--- Begin Source material ---

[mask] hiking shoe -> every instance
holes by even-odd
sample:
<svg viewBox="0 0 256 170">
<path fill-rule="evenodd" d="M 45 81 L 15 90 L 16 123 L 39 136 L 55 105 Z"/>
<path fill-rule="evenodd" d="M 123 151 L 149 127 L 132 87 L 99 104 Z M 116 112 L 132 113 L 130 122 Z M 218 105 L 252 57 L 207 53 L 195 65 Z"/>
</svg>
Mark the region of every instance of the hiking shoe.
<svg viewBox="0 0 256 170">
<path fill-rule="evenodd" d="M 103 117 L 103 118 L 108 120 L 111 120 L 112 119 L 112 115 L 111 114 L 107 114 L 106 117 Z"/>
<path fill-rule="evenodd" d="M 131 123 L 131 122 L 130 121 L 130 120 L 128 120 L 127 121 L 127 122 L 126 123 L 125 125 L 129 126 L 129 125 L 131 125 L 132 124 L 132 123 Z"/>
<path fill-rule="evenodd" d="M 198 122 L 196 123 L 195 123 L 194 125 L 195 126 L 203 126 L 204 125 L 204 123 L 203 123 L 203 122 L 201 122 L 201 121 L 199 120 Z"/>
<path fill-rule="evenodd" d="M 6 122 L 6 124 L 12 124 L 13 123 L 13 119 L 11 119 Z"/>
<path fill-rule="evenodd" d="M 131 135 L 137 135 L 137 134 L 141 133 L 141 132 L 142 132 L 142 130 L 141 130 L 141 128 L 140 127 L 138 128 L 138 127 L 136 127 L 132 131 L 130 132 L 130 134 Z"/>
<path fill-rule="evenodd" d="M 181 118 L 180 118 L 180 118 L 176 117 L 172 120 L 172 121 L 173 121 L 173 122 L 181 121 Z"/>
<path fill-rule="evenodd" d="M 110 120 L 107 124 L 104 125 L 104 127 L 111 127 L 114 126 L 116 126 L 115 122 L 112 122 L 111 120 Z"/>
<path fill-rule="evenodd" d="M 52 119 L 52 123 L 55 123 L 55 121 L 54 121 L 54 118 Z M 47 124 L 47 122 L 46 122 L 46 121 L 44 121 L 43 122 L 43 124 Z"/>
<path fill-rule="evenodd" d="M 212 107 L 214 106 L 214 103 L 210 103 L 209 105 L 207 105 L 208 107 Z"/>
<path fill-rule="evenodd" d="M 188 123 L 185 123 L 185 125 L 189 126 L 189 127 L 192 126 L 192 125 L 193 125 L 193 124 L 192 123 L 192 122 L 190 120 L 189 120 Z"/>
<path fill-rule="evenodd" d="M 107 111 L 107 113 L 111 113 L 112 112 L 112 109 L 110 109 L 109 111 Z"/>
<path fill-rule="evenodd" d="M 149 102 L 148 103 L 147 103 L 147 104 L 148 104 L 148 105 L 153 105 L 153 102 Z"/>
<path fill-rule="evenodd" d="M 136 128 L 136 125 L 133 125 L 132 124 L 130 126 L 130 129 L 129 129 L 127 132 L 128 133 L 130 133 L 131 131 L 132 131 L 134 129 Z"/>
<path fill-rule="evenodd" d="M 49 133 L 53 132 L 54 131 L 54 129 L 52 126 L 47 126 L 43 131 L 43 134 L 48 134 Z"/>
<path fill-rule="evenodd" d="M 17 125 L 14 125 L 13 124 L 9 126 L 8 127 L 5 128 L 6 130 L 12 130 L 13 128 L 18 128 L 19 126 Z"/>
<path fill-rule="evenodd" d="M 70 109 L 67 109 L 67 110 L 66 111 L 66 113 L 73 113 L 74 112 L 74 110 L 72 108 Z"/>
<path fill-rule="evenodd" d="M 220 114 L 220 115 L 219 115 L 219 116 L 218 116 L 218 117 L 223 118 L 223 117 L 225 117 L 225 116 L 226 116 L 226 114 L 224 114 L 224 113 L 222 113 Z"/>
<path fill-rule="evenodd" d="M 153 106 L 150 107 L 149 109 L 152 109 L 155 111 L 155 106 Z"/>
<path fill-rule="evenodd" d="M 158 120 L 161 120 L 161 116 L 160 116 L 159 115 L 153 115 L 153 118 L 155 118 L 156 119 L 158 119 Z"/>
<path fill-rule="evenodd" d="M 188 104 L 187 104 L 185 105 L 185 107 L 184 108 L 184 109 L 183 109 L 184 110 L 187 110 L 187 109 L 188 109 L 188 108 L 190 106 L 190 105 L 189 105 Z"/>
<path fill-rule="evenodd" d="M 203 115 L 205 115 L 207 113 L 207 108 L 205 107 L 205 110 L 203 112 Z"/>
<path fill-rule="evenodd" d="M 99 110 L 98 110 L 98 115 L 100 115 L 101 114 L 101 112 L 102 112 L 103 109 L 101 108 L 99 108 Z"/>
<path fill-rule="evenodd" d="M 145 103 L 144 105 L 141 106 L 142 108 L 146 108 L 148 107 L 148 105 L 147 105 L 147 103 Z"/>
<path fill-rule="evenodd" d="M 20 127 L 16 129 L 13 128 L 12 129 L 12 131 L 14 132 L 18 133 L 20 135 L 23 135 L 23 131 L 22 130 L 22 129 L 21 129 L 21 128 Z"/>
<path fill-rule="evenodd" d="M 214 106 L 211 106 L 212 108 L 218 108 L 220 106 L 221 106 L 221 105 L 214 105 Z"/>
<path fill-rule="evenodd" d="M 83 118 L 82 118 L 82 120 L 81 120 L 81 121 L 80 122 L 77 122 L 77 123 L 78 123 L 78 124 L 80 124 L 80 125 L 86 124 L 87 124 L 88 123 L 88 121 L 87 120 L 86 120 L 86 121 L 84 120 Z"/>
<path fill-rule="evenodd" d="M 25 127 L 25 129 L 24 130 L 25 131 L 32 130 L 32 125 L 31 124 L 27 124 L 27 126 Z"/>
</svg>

--- End Source material ---

Problem to solve:
Faithfully reproduce all of the records, character for character.

Result for this exercise:
[mask] hiking shoe -> every instance
holes by even-odd
sample:
<svg viewBox="0 0 256 170">
<path fill-rule="evenodd" d="M 45 81 L 15 90 L 16 123 L 39 136 L 55 105 Z"/>
<path fill-rule="evenodd" d="M 123 151 L 149 127 L 132 87 L 99 104 Z M 116 112 L 132 113 L 130 122 Z M 218 105 L 252 57 L 207 53 L 195 65 Z"/>
</svg>
Mark the region of every instance of the hiking shoe.
<svg viewBox="0 0 256 170">
<path fill-rule="evenodd" d="M 103 117 L 103 118 L 108 120 L 111 120 L 112 119 L 112 115 L 111 114 L 107 114 L 106 117 Z"/>
<path fill-rule="evenodd" d="M 131 123 L 131 122 L 130 121 L 130 120 L 128 120 L 127 121 L 127 122 L 126 123 L 125 125 L 129 126 L 129 125 L 131 125 L 132 124 L 132 123 Z"/>
<path fill-rule="evenodd" d="M 198 122 L 196 123 L 195 123 L 194 125 L 195 126 L 203 126 L 204 125 L 204 123 L 203 123 L 203 122 L 201 122 L 201 121 L 199 120 Z"/>
<path fill-rule="evenodd" d="M 6 122 L 6 124 L 12 124 L 13 123 L 13 119 L 11 119 Z"/>
<path fill-rule="evenodd" d="M 131 135 L 137 135 L 137 134 L 141 133 L 141 132 L 142 132 L 142 130 L 141 130 L 141 128 L 140 127 L 138 128 L 138 127 L 136 127 L 132 131 L 130 132 L 130 134 Z"/>
<path fill-rule="evenodd" d="M 181 118 L 180 118 L 180 118 L 176 117 L 172 120 L 172 121 L 173 121 L 173 122 L 181 121 Z"/>
<path fill-rule="evenodd" d="M 110 120 L 107 124 L 104 125 L 104 127 L 111 127 L 114 126 L 116 126 L 115 122 L 112 122 L 111 120 Z"/>
<path fill-rule="evenodd" d="M 52 119 L 52 123 L 55 123 L 55 121 L 54 121 L 54 118 Z M 47 124 L 47 122 L 46 122 L 46 121 L 44 121 L 43 122 L 43 124 Z"/>
<path fill-rule="evenodd" d="M 212 107 L 214 106 L 214 103 L 210 103 L 209 105 L 207 105 L 208 107 Z"/>
<path fill-rule="evenodd" d="M 188 123 L 185 123 L 185 125 L 189 126 L 189 127 L 192 126 L 192 125 L 193 125 L 193 124 L 192 123 L 192 122 L 190 120 L 189 120 Z"/>
<path fill-rule="evenodd" d="M 107 111 L 107 113 L 111 113 L 112 112 L 112 109 L 110 109 L 109 111 Z"/>
<path fill-rule="evenodd" d="M 149 102 L 148 103 L 147 103 L 147 104 L 148 104 L 148 105 L 153 105 L 153 102 Z"/>
<path fill-rule="evenodd" d="M 136 128 L 136 125 L 133 125 L 132 124 L 130 126 L 130 129 L 129 129 L 127 132 L 128 133 L 130 133 L 131 131 L 132 131 L 134 129 Z"/>
<path fill-rule="evenodd" d="M 49 133 L 53 132 L 54 131 L 54 129 L 52 126 L 47 126 L 43 131 L 43 134 L 48 134 Z"/>
<path fill-rule="evenodd" d="M 17 125 L 14 125 L 13 124 L 9 126 L 8 127 L 5 128 L 6 130 L 12 130 L 13 128 L 18 128 L 19 126 Z"/>
<path fill-rule="evenodd" d="M 70 109 L 67 109 L 67 110 L 66 111 L 66 113 L 73 113 L 74 112 L 74 110 L 72 108 Z"/>
<path fill-rule="evenodd" d="M 220 114 L 220 115 L 219 115 L 219 116 L 218 116 L 218 117 L 223 118 L 223 117 L 225 117 L 225 116 L 226 116 L 226 114 L 224 114 L 224 113 L 222 113 Z"/>
<path fill-rule="evenodd" d="M 153 106 L 150 107 L 149 109 L 152 109 L 155 111 L 155 106 Z"/>
<path fill-rule="evenodd" d="M 158 120 L 161 120 L 161 116 L 160 116 L 159 115 L 153 115 L 153 118 L 155 118 L 156 119 L 158 119 Z"/>
<path fill-rule="evenodd" d="M 188 104 L 187 104 L 185 105 L 185 107 L 184 108 L 184 109 L 183 109 L 184 110 L 187 110 L 187 109 L 188 109 L 188 108 L 190 106 L 190 105 L 189 105 Z"/>
<path fill-rule="evenodd" d="M 203 115 L 205 115 L 207 113 L 207 108 L 205 107 L 205 110 L 203 112 Z"/>
<path fill-rule="evenodd" d="M 99 110 L 98 110 L 98 115 L 100 115 L 101 114 L 101 112 L 102 112 L 103 109 L 101 108 L 99 108 Z"/>
<path fill-rule="evenodd" d="M 145 103 L 144 105 L 141 106 L 142 108 L 146 108 L 148 107 L 148 105 L 147 105 L 147 103 Z"/>
<path fill-rule="evenodd" d="M 20 127 L 16 129 L 13 128 L 12 129 L 12 131 L 14 132 L 18 133 L 20 135 L 23 135 L 23 131 L 22 130 L 22 129 L 21 129 L 21 128 Z"/>
<path fill-rule="evenodd" d="M 214 106 L 211 106 L 212 108 L 218 108 L 220 106 L 221 106 L 221 105 L 214 105 Z"/>
<path fill-rule="evenodd" d="M 83 118 L 82 118 L 82 120 L 81 120 L 81 121 L 80 122 L 77 122 L 77 123 L 78 123 L 78 124 L 80 124 L 80 125 L 86 124 L 87 124 L 88 123 L 88 121 L 87 120 L 86 120 L 86 121 L 84 120 Z"/>
<path fill-rule="evenodd" d="M 25 127 L 25 129 L 24 130 L 25 131 L 32 130 L 32 125 L 31 124 L 27 124 L 27 126 Z"/>
</svg>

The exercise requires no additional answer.